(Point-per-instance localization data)
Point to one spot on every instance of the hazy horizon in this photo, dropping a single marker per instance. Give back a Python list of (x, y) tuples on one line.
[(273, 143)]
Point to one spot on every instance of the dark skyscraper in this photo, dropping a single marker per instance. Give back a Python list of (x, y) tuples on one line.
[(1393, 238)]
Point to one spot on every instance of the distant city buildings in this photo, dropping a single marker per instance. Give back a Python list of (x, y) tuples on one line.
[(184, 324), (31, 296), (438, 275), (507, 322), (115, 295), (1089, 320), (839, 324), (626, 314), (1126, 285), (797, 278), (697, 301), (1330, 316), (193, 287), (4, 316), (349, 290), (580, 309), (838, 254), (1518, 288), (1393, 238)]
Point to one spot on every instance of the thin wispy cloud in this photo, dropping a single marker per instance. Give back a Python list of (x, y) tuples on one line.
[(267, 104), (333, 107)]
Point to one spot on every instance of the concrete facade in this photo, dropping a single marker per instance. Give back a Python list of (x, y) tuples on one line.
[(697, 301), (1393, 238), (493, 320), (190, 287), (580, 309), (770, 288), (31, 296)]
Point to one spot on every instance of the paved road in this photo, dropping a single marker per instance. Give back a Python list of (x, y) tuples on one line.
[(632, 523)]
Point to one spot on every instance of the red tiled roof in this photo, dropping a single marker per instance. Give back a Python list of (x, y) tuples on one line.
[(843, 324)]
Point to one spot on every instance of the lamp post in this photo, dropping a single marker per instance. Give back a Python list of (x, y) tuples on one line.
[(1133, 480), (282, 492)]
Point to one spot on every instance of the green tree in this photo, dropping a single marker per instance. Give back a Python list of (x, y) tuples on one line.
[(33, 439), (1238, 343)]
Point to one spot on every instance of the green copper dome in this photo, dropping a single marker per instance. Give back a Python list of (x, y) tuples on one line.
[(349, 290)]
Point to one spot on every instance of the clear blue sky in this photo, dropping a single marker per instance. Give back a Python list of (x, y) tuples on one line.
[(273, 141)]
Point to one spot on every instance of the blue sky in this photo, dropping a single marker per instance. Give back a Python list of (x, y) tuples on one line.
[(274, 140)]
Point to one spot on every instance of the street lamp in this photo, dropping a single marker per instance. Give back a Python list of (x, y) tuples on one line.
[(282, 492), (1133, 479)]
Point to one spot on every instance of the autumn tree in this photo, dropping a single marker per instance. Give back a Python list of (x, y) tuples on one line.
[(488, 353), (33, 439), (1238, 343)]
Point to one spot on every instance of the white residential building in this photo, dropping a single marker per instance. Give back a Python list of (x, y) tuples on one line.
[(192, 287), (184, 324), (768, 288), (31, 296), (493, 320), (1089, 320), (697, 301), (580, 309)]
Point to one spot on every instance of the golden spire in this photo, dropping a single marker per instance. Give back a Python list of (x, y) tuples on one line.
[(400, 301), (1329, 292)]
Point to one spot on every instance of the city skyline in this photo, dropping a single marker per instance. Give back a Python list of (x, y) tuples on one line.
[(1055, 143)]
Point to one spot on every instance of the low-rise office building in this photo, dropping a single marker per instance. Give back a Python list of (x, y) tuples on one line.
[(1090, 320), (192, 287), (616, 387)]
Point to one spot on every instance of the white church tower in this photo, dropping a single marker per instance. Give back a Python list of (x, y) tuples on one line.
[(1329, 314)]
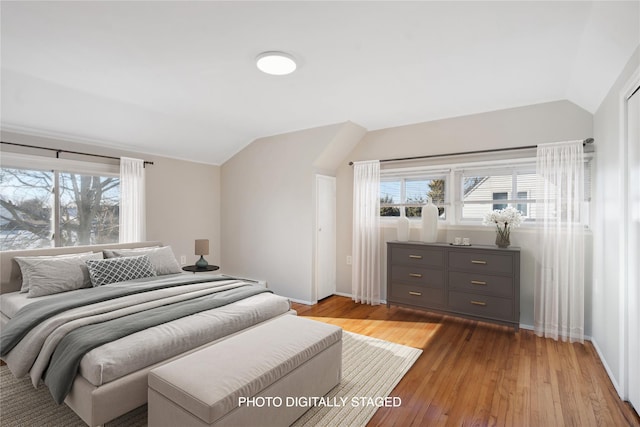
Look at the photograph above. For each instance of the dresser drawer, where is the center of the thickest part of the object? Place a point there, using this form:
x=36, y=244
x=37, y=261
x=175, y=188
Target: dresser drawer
x=417, y=276
x=481, y=262
x=417, y=295
x=481, y=305
x=417, y=255
x=481, y=283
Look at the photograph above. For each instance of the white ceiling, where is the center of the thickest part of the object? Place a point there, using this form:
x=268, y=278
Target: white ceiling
x=179, y=78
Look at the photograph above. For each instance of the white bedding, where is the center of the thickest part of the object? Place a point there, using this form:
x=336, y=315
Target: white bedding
x=11, y=302
x=129, y=354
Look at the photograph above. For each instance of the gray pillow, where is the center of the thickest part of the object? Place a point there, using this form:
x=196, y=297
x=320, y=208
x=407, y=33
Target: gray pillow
x=25, y=263
x=162, y=258
x=55, y=275
x=119, y=269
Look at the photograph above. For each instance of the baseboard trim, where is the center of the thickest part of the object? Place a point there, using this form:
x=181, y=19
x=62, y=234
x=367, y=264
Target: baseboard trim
x=300, y=301
x=607, y=369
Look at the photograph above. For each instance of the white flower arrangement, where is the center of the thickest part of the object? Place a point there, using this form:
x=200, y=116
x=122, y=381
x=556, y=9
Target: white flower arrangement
x=504, y=219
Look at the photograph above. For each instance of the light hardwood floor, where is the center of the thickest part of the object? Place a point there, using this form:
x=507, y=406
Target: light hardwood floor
x=476, y=374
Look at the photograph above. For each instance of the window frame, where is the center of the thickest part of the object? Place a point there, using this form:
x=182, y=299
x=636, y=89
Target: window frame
x=413, y=174
x=454, y=179
x=57, y=166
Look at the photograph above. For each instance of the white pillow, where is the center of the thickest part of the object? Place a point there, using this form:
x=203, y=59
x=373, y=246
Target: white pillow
x=25, y=264
x=52, y=276
x=162, y=258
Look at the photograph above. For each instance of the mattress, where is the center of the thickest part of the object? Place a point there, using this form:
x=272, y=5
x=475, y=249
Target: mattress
x=141, y=349
x=11, y=302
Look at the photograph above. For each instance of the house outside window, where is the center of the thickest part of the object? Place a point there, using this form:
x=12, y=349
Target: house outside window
x=405, y=196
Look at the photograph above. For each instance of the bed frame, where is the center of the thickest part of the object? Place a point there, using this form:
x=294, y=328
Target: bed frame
x=95, y=405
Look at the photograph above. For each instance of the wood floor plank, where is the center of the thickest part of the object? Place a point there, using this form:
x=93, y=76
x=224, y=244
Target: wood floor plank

== Problem details ==
Your copy of the entries should be exact and free of pictures.

== Your response ==
Point to one spot on every instance of the hazy horizon in this photo, dropping a single marker per instance. Give back a Python list of (x, y) tuples on one line.
[(273, 143)]
Point to one spot on every instance of the dark skyscraper in this photo, dropping a single marker per instance. Give back a Python list of (x, y) tuples on one line.
[(1393, 238)]
Point to one spot on every instance of the distant city buildings in this photo, dropping a single marker per instance. Give back a Python list of (x, y) tuples on one line.
[(184, 324), (31, 296), (438, 275), (507, 322), (115, 295), (1089, 320), (839, 324), (626, 314), (1126, 285), (797, 278), (697, 301), (1330, 316), (193, 287), (4, 316), (349, 290), (580, 309), (838, 254), (1518, 288), (1393, 238)]
Point to one spot on every instance of the thin wispy cloud in this photo, dropping a single marker per instance. Give back a Python list of (x, y) tuples on one line.
[(267, 104), (333, 107)]
Point to one spot on every instance of the concrete facade in this photo, dropping a single marker per instance. Give back a Python list of (x, y) tuples on one line.
[(697, 301), (1393, 238), (493, 320), (190, 287), (580, 309), (770, 288), (31, 296)]
Point to one spot on every instance of the paved road in this photo, dropping a single marker per instance. Give back a Python list of (x, y) tuples on one line.
[(632, 523)]
Point to one spot on every instance of the red tiled roof in this photo, dropping a single marker per instance. Give back a Python list of (x, y) tuples on one line.
[(843, 324)]
Point to one spot on every instance of the lamp post in this photo, dropping a single marker per instance. Give back a Python list of (x, y) tuples on one line.
[(1133, 480), (282, 492)]
Point to one spot on every instance of the green tree in this photo, dropping a single marker per instance. Give back a Python list of (x, y) tuples on one line.
[(33, 439), (1238, 343)]
Point to one spot on every instance of the green copper dome in this photo, dropping a single marker per instance. Give back a Python list of (x, y) tuples on one line.
[(349, 290)]
Point to one spot on every instance of the clear blue sky in this photo, dropping a single marker per instance. Give back a Python list of (x, y) tuples on one line.
[(273, 141)]
Point to one spot on every instance of the blue sky in this photo, dropping a single marker per instance. Give back a Python list of (x, y) tuples on one line.
[(274, 140)]
Point to one spot on every instance of the street lamp in this photo, dropping a single marker per instance. Give back a Python list of (x, y) tuples on one line.
[(282, 492), (1133, 479)]
Point to one spot on every instance of the autumn tree in this photo, dropping a single marker per instance. Give back a Python list of (x, y) tuples on one line.
[(488, 353), (33, 439), (1238, 343)]
Point to one spot on every instance of the white residential building in this photo, dropping a single marker per instance. Give back a Python list of (x, y) tuples on one line.
[(192, 287), (184, 324), (768, 288), (31, 296), (493, 320), (1089, 320), (697, 301), (580, 309)]
Point to one spot on every instance of the golden spire in this photo, dropping a single marker per instance. Give back a Python list of (x, y) tuples on one line.
[(400, 301), (1329, 292)]
Point to one spot on every instance of the city skyline in this photo, dropping a single marker per instance. Give back a Python list of (x, y) tuples on one line.
[(1055, 143)]
Point to one spot on every instance of the low-rise office building in this photo, dropping a single marker per instance. Give back a Python list of (x, y) tuples on one line.
[(1090, 320), (192, 287), (616, 387)]
Point to one spot on every instance of the white church tower in this photo, dropping a single marker per instance. Give back a Python list of (x, y) tuples on one line.
[(1329, 314)]
Look at the photograph above. For each instance of the dresser drawer, where is the center of the thickest part of the object? Place a point there, using this form:
x=36, y=244
x=37, y=261
x=175, y=188
Target: dresser drawer
x=417, y=276
x=481, y=262
x=417, y=295
x=481, y=305
x=417, y=255
x=481, y=283
Look at the photograph above. For each instance of the white ceiling, where is the center of the thickest part of the object? Place a point there, using this form:
x=268, y=278
Target: white ceiling
x=179, y=78
Look at the photograph above. For each instance of the white bedding, where is the center of the thickest part of the object? Place a point there, using this form:
x=336, y=315
Target: white bedding
x=11, y=302
x=129, y=354
Look at the photograph above. For each instance of the gray pillow, where is the center of the thickest part of the object? Place a point there, using this form:
x=196, y=297
x=320, y=208
x=407, y=33
Target: gray pillow
x=25, y=263
x=162, y=258
x=55, y=275
x=119, y=269
Look at the photograph above. For each instance of the baseboard trim, where is the center of the thickest part of the object? Place a point there, using this form:
x=181, y=19
x=62, y=234
x=367, y=264
Target: baseboard trim
x=300, y=301
x=607, y=369
Look at the photograph above. For each instance of the white flower arrangement, where is the center of the thickest part of the object? Place a point there, using this form:
x=200, y=116
x=122, y=381
x=556, y=9
Target: white flower arrangement
x=504, y=219
Look at the photograph above. For each instance of the light hardwood floor, where is the center of the thickest part of the object? Place a point there, using this form:
x=507, y=406
Target: light hardwood floor
x=476, y=374
Look at the photograph above. For each instance of the window frame, where is the center of the thickest part of the object? Place a point there, using this form:
x=182, y=299
x=636, y=89
Target: window frame
x=413, y=174
x=454, y=179
x=57, y=166
Look at the photograph above. For each instance of the white pillow, where is the center of the thickest part of the object? Place a point there, using this form:
x=203, y=59
x=373, y=246
Target: white pillow
x=25, y=264
x=52, y=276
x=162, y=258
Look at the photograph above. For each instance of the mattress, where is the center of the thickest part of the object? Place a point there, using this form:
x=272, y=5
x=475, y=249
Target: mattress
x=141, y=349
x=11, y=302
Look at the photograph above. For each instance of the house outside window, where is the center of the thickest part of the object? Place a point there, using this form:
x=12, y=349
Target: house outside window
x=405, y=196
Look at the photograph above. For each instance of the bed frame, where is the center of the thickest part of the object? Place a point there, using this form:
x=294, y=328
Target: bed frame
x=95, y=405
Look at the photograph above. For each instance of the wood floor plank, where is the center of the thickest part of the object? Place a point there, using this form:
x=93, y=76
x=224, y=244
Target: wood floor plank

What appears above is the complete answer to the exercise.